### SELECTED EXTRACT
** Start **

HP OpenVMS Systems Documentation

HP OpenVMS Cluster Systems

Contents

Index

C.10.4 Logged Message Entries

Logged-message entries are made when the LAN port receives a response that contains either data that the port driver cannot interpret or an error code in status field of the response.

C.10.5 Error-Log Entry Descriptions

This section describes error-log entries for the CI and LAN ports. Each entry shown is followed by a brief description of what the associated port driver (for example, PADRIVER, PBDRIVER, PEDRIVER) does, and the suggested action a system manager should take. In cases where you are advised to contact your HP support representative. and save crash dumps, it is important to capture the crash dumps as soon as possible after the error. For CI entries, note that path A and path 0 are the same path, and that path B and path 1 are the same path.

Table C-6 lists error-log messages.

**Table C-6 Port Messages for All Devices**
Message	Result	User Action
BIIC FAILURE	The port driver attempts to reinitialize the port; after 50 failed attempts, it marks the device off line.	Contact your HP support representative.
11/750 CPU MICROCODE NOT ADEQUATE FOR PORT	The port driver sets the port off line with no retries attempted. In addition, if this port is needed because the computer is booted from an HSC subsystem or is participating in a cluster, the computer bugchecks with a UCODEREV code bugcheck.	Read the appropriate section in the current OpenVMS Cluster Software SPD for information on required computer microcode revisions. Contact your HP support representative, if necessary.

** End **

### TASKS FOR THIS EXERCISE
1. In the OpenVMS error-log excerpt, how many failed reinitialization attempts on a BIIC FAILURE lead the port driver to mark the device off line?
2. Decide whether each statement agrees with the OpenVMS error-log excerpt, and support each yes or no with the deciding words from it: (a) For CI entries, path B and path 1 refer to the same path. (b) For the 11/750 CPU microcode message, the port driver retries several times before setting the port off line. (c) A logged-message entry is made when the LAN port receives a response containing data the port driver cannot interpret.
3. Please resume the OpenVMS error-log excerpt at the point where it stops.

### PROVIDED MATERIAL
** Start **

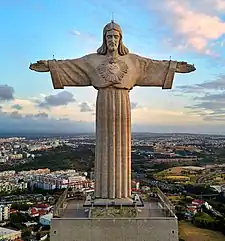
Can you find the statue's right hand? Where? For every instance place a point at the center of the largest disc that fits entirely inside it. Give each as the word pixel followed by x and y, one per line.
pixel 40 66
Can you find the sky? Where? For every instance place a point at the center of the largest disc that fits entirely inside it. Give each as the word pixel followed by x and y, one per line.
pixel 192 31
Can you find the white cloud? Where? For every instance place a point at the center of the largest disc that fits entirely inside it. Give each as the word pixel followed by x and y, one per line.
pixel 195 24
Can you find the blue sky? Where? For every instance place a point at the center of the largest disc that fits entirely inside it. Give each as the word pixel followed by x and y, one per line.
pixel 190 31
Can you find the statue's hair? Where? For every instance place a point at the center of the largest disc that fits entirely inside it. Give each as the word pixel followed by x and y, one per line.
pixel 122 49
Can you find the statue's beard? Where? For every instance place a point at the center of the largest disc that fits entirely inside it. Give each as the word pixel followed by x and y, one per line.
pixel 113 48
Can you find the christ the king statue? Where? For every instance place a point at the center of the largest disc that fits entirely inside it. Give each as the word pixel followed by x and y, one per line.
pixel 113 71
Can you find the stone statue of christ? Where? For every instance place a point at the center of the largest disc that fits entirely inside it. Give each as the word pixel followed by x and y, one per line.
pixel 113 71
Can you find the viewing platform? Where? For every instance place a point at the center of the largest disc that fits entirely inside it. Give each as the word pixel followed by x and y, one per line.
pixel 154 221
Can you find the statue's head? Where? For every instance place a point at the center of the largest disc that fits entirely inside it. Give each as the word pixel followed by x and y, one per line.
pixel 112 40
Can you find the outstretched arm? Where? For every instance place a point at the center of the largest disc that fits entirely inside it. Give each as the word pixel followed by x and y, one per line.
pixel 73 72
pixel 160 73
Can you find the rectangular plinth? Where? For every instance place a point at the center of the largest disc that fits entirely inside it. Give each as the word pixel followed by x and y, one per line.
pixel 154 229
pixel 125 202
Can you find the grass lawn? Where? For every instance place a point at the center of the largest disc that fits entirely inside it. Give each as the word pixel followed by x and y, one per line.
pixel 191 233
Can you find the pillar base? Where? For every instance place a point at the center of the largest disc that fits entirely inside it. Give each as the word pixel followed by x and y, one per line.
pixel 135 200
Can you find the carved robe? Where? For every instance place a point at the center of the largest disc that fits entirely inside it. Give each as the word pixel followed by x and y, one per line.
pixel 113 80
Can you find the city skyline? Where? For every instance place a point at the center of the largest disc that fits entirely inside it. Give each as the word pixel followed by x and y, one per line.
pixel 39 30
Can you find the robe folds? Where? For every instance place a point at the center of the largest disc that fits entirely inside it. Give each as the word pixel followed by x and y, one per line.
pixel 113 113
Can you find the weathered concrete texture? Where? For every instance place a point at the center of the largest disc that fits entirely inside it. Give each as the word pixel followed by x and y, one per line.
pixel 156 229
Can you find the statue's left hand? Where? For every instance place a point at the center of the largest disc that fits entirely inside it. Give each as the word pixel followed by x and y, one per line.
pixel 40 66
pixel 184 67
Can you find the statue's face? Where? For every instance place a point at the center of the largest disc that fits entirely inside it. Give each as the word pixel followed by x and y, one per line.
pixel 112 40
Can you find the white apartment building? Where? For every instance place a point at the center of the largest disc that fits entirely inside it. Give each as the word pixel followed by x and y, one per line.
pixel 4 212
pixel 7 186
pixel 7 173
pixel 51 181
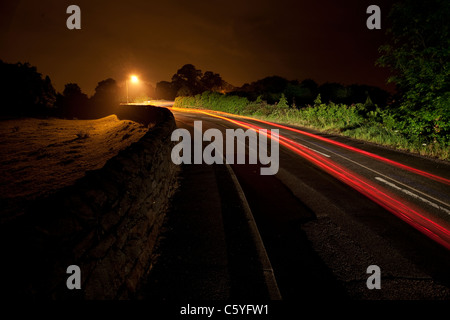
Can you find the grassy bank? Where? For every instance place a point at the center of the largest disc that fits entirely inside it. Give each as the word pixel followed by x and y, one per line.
pixel 360 121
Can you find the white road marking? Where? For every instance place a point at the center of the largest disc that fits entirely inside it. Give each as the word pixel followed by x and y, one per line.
pixel 413 195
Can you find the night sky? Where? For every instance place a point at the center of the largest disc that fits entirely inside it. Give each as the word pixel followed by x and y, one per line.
pixel 243 41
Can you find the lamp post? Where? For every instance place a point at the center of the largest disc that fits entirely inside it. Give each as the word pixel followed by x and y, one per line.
pixel 134 79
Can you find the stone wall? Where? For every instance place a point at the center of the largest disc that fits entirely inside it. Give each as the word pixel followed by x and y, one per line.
pixel 106 223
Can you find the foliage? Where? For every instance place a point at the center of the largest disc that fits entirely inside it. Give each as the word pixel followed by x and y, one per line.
pixel 362 120
pixel 418 55
pixel 24 91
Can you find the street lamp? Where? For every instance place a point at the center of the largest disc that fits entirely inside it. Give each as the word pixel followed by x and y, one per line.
pixel 134 79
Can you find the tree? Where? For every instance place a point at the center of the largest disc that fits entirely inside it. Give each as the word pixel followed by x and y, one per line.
pixel 211 81
pixel 105 100
pixel 418 55
pixel 74 102
pixel 189 78
pixel 24 92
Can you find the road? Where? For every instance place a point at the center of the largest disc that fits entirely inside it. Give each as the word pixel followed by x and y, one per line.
pixel 337 206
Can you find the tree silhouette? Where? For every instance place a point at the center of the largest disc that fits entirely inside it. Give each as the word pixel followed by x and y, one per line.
pixel 187 78
pixel 418 53
pixel 74 103
pixel 105 100
pixel 24 92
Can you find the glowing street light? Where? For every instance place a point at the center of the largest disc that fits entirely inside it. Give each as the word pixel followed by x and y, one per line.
pixel 134 79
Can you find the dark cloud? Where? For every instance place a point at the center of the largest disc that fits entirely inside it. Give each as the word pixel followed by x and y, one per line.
pixel 242 40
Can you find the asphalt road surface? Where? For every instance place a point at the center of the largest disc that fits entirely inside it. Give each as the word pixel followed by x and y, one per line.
pixel 337 206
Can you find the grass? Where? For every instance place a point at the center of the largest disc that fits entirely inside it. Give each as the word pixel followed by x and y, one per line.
pixel 359 121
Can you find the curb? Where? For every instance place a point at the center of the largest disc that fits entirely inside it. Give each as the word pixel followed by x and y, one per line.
pixel 269 276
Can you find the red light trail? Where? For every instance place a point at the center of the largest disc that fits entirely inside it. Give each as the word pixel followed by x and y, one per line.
pixel 429 225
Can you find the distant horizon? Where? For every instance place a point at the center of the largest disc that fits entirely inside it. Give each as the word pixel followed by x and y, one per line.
pixel 243 41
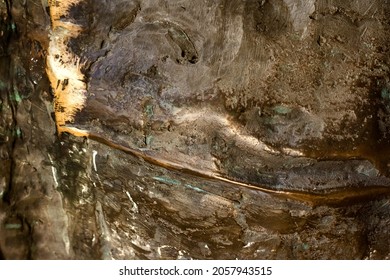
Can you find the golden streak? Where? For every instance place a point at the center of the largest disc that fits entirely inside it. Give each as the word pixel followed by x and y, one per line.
pixel 63 67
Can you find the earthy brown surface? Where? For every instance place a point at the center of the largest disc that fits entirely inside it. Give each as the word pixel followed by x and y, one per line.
pixel 210 130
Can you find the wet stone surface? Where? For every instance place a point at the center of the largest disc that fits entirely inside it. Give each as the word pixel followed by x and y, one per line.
pixel 221 130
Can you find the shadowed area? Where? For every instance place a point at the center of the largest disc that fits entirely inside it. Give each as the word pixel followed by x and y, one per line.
pixel 194 129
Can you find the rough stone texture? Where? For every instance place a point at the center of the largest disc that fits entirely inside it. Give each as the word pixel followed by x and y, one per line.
pixel 215 130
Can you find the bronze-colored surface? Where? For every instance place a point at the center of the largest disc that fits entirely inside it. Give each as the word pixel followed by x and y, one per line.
pixel 194 129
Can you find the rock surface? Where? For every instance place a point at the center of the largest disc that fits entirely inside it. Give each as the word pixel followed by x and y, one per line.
pixel 212 130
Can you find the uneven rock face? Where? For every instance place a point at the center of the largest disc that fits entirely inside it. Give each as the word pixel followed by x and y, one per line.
pixel 194 129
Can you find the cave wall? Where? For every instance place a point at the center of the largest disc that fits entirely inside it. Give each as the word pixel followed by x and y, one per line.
pixel 212 130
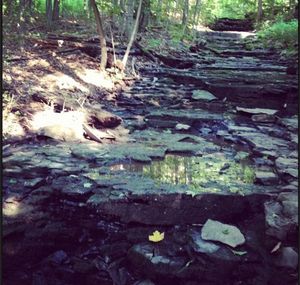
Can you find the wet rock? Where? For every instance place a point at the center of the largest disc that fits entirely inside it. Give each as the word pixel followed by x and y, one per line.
pixel 288 258
pixel 144 282
pixel 57 258
pixel 287 165
pixel 263 118
pixel 152 262
pixel 290 123
pixel 256 111
pixel 262 142
pixel 200 245
pixel 227 234
pixel 73 185
pixel 290 209
pixel 182 127
pixel 34 183
pixel 266 178
pixel 278 225
pixel 83 266
pixel 203 95
pixel 184 117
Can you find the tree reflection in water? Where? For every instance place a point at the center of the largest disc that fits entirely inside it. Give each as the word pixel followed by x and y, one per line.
pixel 198 171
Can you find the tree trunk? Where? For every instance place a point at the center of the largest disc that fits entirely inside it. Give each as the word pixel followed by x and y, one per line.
pixel 129 11
pixel 259 11
pixel 145 15
pixel 133 35
pixel 101 35
pixel 49 12
pixel 55 15
pixel 185 14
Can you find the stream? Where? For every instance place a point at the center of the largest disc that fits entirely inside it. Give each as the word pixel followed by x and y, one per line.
pixel 212 143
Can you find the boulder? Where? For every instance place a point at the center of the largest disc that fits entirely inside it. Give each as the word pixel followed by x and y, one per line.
pixel 227 234
pixel 203 95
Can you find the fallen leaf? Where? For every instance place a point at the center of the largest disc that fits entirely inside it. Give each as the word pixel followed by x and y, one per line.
pixel 240 253
pixel 156 236
pixel 276 247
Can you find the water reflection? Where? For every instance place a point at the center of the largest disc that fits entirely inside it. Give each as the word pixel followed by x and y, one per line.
pixel 207 170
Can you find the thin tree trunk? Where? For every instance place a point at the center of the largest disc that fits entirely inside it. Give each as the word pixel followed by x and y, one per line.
pixel 101 35
pixel 133 35
pixel 49 12
pixel 259 10
pixel 55 15
pixel 185 14
pixel 145 15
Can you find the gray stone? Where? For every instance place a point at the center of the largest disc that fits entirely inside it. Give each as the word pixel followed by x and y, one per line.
pixel 227 234
pixel 266 178
pixel 153 263
pixel 288 258
pixel 34 183
pixel 277 225
pixel 290 123
pixel 200 245
pixel 263 142
pixel 73 185
pixel 182 127
pixel 203 95
pixel 287 165
pixel 255 111
pixel 290 209
pixel 263 118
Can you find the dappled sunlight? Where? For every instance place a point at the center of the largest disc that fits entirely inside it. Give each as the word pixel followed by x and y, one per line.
pixel 62 81
pixel 96 78
pixel 59 125
pixel 15 208
pixel 197 172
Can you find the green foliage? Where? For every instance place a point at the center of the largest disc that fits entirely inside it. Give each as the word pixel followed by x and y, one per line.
pixel 281 35
pixel 153 43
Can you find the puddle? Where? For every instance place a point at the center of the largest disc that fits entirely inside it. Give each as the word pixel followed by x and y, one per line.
pixel 210 171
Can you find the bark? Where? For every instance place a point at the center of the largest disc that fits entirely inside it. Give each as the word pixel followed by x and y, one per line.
pixel 49 12
pixel 185 14
pixel 133 35
pixel 55 13
pixel 129 11
pixel 145 15
pixel 259 10
pixel 101 35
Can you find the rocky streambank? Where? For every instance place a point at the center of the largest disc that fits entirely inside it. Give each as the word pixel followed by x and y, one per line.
pixel 206 155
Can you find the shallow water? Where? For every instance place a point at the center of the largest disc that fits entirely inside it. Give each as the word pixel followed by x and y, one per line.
pixel 207 170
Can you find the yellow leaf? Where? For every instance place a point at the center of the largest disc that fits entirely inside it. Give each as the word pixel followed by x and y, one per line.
pixel 156 236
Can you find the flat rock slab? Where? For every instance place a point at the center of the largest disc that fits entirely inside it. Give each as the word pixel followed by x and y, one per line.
pixel 203 95
pixel 188 117
pixel 256 111
pixel 227 234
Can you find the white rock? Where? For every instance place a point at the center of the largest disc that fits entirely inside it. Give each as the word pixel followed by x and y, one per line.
pixel 227 234
pixel 256 111
pixel 182 127
pixel 203 95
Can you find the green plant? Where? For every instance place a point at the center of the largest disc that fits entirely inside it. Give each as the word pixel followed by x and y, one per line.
pixel 248 175
pixel 281 35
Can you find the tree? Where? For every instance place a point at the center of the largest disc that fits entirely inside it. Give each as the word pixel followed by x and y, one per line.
pixel 259 11
pixel 133 35
pixel 101 35
pixel 49 12
pixel 55 13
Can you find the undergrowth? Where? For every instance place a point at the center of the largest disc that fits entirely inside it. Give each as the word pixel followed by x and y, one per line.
pixel 280 35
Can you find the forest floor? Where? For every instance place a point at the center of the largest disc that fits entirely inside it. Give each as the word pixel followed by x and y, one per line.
pixel 197 140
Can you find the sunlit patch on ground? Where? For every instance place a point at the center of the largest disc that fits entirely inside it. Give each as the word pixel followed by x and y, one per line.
pixel 64 125
pixel 62 81
pixel 96 78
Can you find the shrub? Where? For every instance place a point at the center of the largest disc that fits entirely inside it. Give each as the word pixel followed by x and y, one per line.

** End **

### RESULTS FOR THE EXERCISE
1. 50

2.
(a) Yes: "path B and path 1 are the same path"
(b) No: "The port driver sets the port off line with no retries attempted."
(c) Yes: "Logged-message entries are made when the LAN port receives a response that contains either data that the port driver cannot interpret or an error code in status field of the response."

3.
PORT MICROCODE REV NOT CURRENT, BUT SUPPORTED	The port driver detected that the microcode is not at the current level, but the port driver will continue normally. This error is logged as a warning only.	Contact your HP support representative when it is convenient to have the microcode updated.
DATAGRAM FREE QUEUE INSERT FAILURE	The port driver attempts to reinitialize the port; after 50 failed attempts, it marks the device off line.	Contact your HP support representative. This error is caused by a failure to obtain access to an interlocked queue. Possible sources of the problem are CI hardware failures, or memory, SBI (11/780), CMI (11/750), or BI (8200, 8300, and 8800) contention.
DATAGRAM FREE QUEUE REMOVE FAILURE	The port driver attempts to reinitialize the port; after 50 failed attempts, it marks the device off line.	Contact your HP support representative. This error is caused by a failure to obtain access to an interlocked queue. Possible sources of the problem are CI hardware failures, or memory, SBI (11/780), CMI (11/750), or BI (8200, 8300, and 8800) contention.
FAILED TO LOCATE PORT MICROCODE IMAGE	The port driver marks the device off line and makes no retries.	Make sure console volume contains the microcode file CI780.BIN (for the CI780, CI750, or CIBCI) or the microcode file CIBCA.BIN for the CIBCA--AA. Then reboot the computer.
HIGH PRIORITY COMMAND QUEUE INSERT FAILURE	The port driver attempts to reinitialize the port; after 50 failed attempts, it marks the device off line.	Contact your HP support representative. This error is caused by a failure to obtain access to an interlocked queue. Possible sources of the problem are CI hardware failures, or memory, SBI (11/780), CMI (11/750), or BI (8200, 8300, and 8800) contention.
MSCP ERROR LOGGING DATAGRAM RECEIVED	On receipt of an error message from the HSC subsystem, the port driver logs the error and takes no other action. You should disable the sending of HSC informational error-log datagrams with the appropriate HSC console command because such datagrams take considerable space in the error-log data file.	Error-log datagrams are useful to read only if they are not captured on the HSC console for some reason (for example, if the HSC console ran out of paper.) This logged information duplicates messages logged on the HSC console.
INAPPROPRIATE SCA CONTROL MESSAGE	The port driver closes the port-to-port virtual circuit to the remote port.	Contact your HP support representative. Save the error logs and the crash dumps from the local and remote computers.
INSUFFICIENT NON-PAGED POOL FOR INITIALIZATION	The port driver marks the device off line and makes no retries.	Reboot the computer with a larger value for NPAGEDYN or NPAGEVIR.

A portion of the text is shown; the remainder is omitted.